TEXT SEGMENT

:::::

# Toneboosters Morphit - Headphones simulation vst



## phil_wc (Dec 23, 2016)

It seems that no one haven't talk about this yet. So I make a thread about it if people who'll be able to compare this to Sonarworks vst

http://www.toneboosters.com/tb-morphit/






Improve the quality of your headphones, simulate a wide variety of brands and models, or customize your own headphone sound with TB Morphit.

*Supports more than 100 popular studio headphones*


----------



## WindcryMusic (Dec 23, 2016)

I gave the demo of this a spin earlier today, and bought it within five minutes. Simple in concept, yet very effective … I think it will become a regular resident of my master buss going forward.

Caveat: I don't have and have never tried Sonarworks, so I don't know how they compare.


----------



## phil_wc (Dec 23, 2016)

Cool I download the demo for both of them, and I try simulate AKG K712 for both Sonarwork and TB. It sounds different tho. I don't know which one is correct since I have only DT770 Pro to use now.


----------



## elpedro (Dec 24, 2016)

WindcryMusic said:


> I gave the demo of this a spin earlier today, and bought it within five minutes. Simple in concept, yet very effective … I think it will become a regular resident of my master buss going forward.
> 
> Caveat: I don't have and have never tried Sonarworks, so I don't know how they compare.


I have sonarworks and i compared my akg k702's and they sound similar under both SW and Morphit.Moephit also supports my denon ahd2000 which is a bonus.well worth it if you have to use headphones like me.


----------

:::::

DATA EXTRACT
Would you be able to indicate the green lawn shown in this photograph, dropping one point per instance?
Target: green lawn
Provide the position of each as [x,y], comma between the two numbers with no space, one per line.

:::::

TASK 1
According to the Morphit thread, how many popular studio headphones does TB Morphit support?
TASK 2
From the Morphit thread, reproduce the part that opens with the words containing "Improve the quality" and closes with "WindcryMusic (Dec 23, 2016)".

TASK OUTPUT 1
More than 100.

TASK OUTPUT 2
Improve the quality of your headphones, simulate a wide variety of brands and models, or customize your own headphone sound with TB Morphit.

*Supports more than 100 popular studio headphones*


----------



## WindcryMusic (Dec 23, 2016)